Reproduce the records below verbatim, from the line containing "Find the button" through the end of the records.
╭─ DATA SUPPLIED
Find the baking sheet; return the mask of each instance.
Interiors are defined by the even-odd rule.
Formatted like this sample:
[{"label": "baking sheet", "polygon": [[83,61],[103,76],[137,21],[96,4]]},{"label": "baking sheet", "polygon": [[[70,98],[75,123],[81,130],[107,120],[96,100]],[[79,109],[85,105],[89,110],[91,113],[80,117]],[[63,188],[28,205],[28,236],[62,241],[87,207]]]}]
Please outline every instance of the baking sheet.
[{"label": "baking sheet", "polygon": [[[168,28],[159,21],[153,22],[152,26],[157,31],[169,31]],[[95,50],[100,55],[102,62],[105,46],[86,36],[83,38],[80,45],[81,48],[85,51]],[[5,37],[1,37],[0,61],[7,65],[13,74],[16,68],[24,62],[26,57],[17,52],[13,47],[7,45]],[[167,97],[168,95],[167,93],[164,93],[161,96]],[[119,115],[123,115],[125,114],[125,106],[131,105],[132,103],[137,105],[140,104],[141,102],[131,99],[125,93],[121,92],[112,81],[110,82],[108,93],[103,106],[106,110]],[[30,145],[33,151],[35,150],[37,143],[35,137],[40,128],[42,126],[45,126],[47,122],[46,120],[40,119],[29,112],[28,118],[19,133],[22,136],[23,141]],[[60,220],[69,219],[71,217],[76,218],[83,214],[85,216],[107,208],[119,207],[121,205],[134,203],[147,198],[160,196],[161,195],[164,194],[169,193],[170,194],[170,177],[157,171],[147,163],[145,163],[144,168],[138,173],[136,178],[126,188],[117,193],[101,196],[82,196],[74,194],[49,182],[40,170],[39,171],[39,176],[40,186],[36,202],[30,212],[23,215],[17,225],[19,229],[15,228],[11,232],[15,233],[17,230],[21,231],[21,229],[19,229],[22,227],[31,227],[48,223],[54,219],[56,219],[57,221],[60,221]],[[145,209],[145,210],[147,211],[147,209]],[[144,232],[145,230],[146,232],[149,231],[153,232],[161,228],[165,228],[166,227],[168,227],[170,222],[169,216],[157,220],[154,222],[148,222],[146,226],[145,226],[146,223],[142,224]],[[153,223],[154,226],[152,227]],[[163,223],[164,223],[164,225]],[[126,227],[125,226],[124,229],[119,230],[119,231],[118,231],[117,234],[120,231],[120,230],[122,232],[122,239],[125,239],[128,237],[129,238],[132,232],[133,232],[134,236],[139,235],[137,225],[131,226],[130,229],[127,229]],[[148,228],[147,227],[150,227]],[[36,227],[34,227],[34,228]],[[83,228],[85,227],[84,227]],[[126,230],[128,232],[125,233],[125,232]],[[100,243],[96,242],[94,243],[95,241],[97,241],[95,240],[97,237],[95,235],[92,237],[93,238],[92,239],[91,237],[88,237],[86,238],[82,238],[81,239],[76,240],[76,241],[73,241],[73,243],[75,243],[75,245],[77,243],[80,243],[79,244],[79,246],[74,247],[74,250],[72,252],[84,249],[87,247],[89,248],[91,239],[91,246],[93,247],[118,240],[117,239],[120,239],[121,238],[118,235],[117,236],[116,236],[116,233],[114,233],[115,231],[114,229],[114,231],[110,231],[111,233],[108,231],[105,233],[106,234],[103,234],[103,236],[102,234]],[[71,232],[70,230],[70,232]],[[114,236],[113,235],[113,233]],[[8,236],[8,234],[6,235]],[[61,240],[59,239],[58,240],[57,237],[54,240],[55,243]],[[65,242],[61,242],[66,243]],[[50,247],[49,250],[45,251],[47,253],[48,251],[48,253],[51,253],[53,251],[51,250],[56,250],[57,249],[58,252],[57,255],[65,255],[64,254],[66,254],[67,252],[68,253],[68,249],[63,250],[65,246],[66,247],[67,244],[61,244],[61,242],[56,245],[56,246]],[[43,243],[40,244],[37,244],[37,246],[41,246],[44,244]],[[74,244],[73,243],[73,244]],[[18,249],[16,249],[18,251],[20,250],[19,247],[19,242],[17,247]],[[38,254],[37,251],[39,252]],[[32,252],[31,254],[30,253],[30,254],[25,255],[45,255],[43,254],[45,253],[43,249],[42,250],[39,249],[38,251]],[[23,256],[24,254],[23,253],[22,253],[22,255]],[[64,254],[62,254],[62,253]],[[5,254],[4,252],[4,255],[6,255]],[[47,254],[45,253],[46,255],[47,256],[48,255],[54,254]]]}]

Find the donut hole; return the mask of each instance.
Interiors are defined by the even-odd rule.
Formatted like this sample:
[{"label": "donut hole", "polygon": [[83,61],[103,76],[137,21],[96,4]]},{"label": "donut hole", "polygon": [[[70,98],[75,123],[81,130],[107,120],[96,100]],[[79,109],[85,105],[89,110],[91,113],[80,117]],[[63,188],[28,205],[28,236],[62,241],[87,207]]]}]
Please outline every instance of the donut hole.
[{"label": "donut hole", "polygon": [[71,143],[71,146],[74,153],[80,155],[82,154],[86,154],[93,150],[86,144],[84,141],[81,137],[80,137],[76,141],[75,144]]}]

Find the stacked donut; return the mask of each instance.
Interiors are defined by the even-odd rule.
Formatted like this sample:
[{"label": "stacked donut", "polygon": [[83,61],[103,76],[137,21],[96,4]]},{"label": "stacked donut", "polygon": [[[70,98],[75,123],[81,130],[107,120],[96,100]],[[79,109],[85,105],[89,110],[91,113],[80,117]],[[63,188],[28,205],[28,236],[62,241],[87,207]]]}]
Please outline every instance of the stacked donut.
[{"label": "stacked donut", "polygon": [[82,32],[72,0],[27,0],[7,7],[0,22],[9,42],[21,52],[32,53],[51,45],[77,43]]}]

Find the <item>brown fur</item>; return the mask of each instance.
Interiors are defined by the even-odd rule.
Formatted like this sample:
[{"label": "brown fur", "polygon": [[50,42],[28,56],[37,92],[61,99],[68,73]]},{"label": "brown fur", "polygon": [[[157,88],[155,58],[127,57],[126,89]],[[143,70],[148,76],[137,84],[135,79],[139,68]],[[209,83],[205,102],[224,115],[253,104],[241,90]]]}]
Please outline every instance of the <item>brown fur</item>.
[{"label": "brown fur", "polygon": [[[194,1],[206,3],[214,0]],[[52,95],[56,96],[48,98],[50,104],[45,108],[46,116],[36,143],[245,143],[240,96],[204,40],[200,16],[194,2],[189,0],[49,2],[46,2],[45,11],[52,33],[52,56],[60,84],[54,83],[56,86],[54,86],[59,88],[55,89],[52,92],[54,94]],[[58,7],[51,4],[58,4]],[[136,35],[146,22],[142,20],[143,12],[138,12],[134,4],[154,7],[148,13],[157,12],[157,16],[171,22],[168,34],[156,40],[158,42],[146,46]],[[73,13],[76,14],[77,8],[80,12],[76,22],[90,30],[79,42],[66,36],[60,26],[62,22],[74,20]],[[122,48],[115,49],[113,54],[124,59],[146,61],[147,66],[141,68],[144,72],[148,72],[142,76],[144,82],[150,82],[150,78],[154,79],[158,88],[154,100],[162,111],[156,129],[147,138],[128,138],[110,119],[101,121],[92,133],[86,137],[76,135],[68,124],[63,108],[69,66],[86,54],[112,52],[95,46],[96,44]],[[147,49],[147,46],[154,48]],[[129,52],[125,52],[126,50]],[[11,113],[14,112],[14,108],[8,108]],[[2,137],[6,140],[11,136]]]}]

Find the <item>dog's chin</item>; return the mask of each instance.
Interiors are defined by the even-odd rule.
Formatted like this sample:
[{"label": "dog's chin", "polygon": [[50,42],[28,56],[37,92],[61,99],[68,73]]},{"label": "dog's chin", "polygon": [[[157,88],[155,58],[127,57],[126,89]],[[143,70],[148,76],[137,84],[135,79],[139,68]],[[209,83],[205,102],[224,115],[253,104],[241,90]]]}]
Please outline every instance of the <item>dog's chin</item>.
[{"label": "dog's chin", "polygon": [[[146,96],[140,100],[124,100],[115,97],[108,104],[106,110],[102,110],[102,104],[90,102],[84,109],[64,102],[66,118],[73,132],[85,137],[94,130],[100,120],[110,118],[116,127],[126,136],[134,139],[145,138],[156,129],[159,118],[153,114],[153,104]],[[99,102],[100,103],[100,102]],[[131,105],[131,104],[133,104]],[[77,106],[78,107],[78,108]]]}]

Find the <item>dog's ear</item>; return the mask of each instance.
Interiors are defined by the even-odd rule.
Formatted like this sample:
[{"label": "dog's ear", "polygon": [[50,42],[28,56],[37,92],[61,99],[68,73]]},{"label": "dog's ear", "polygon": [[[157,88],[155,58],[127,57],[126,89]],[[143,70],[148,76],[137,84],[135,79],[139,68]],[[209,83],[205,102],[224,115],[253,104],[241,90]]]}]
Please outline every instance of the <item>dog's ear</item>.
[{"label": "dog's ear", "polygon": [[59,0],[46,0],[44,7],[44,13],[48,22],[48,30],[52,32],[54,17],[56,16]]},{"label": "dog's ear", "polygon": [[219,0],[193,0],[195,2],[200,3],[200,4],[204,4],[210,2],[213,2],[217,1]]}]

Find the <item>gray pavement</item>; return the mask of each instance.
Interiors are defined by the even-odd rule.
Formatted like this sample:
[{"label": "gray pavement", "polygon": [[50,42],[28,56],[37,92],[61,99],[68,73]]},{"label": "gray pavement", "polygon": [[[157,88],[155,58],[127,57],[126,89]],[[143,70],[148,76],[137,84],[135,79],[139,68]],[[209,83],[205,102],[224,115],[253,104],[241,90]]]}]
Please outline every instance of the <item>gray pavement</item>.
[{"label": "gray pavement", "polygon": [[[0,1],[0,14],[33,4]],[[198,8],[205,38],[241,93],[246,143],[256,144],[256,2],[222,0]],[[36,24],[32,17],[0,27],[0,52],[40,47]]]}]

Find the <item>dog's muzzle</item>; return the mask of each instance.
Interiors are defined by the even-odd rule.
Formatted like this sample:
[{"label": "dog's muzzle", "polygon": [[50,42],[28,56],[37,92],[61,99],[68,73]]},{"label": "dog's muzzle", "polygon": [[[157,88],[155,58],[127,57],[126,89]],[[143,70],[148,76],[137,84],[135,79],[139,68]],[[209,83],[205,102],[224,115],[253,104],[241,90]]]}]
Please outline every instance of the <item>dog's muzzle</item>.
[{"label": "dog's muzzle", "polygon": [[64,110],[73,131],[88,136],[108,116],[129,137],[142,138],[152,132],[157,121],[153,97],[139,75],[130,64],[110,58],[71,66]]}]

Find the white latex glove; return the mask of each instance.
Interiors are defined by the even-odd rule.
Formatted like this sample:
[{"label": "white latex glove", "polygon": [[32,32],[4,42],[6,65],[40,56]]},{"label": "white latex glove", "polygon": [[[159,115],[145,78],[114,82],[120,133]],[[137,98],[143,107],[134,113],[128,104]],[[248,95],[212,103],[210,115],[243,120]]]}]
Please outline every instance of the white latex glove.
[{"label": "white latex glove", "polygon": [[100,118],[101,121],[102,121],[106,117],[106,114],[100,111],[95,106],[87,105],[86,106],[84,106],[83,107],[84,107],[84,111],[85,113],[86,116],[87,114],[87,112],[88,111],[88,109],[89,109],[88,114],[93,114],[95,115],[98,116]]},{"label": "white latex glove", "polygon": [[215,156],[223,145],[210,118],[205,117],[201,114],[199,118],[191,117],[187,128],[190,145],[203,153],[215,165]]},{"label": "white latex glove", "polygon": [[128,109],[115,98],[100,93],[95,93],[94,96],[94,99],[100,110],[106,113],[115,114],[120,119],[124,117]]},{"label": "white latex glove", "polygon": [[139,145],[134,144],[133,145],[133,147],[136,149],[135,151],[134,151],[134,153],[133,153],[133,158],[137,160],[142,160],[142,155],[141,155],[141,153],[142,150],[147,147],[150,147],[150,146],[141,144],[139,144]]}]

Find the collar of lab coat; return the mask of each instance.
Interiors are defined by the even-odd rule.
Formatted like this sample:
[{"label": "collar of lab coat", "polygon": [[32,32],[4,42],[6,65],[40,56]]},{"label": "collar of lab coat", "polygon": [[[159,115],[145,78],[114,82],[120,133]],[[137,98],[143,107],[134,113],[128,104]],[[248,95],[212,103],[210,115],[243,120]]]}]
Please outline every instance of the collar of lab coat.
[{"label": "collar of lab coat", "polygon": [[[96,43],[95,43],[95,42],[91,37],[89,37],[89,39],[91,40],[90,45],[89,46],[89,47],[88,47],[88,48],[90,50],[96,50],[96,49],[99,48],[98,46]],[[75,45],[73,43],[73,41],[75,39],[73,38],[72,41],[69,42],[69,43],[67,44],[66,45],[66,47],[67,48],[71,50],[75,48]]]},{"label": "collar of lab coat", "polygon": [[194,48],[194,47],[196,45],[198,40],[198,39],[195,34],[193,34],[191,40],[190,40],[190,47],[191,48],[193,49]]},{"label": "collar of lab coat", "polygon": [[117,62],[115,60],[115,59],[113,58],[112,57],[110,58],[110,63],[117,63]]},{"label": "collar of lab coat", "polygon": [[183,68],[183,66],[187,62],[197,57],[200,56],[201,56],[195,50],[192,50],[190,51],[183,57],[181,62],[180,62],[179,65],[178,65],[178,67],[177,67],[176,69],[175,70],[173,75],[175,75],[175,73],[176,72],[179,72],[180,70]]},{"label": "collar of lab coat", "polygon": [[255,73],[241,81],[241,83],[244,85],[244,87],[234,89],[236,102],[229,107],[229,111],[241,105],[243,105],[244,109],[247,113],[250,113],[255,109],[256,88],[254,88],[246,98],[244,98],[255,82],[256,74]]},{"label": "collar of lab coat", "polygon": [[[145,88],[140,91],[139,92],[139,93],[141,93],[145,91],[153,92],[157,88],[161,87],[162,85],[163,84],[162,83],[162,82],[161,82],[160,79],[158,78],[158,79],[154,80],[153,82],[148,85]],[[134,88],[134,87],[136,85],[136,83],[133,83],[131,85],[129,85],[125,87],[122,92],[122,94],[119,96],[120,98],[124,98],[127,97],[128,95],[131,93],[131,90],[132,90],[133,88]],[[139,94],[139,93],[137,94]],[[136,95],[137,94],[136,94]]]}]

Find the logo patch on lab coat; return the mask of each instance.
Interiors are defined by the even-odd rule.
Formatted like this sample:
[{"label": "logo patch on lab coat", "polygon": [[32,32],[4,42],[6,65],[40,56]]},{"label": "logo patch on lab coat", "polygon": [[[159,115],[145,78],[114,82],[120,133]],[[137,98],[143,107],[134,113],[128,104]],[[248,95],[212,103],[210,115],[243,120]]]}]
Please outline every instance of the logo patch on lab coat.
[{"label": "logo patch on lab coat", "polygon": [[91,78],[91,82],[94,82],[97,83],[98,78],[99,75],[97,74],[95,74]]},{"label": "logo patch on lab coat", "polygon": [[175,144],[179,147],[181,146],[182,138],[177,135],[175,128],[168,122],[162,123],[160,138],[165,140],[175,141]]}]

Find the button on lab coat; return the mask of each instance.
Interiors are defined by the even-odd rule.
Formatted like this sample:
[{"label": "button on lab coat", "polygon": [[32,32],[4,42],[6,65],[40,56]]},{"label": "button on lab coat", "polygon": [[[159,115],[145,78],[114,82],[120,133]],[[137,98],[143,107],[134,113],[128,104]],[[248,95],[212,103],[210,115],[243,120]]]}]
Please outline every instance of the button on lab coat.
╰─
ANSWER TO THE TASK:
Find the button on lab coat; return the mask of each instance.
Interiors are defined by the even-odd rule.
Formatted like this sample:
[{"label": "button on lab coat", "polygon": [[32,32],[4,42],[6,65],[40,56]]},{"label": "button on lab coat", "polygon": [[[159,115],[145,78],[114,82],[120,133]],[[137,98],[143,107],[134,113],[128,104]],[[248,95],[212,103],[210,115],[243,120]]]}]
Please outline every instance of the button on lab coat.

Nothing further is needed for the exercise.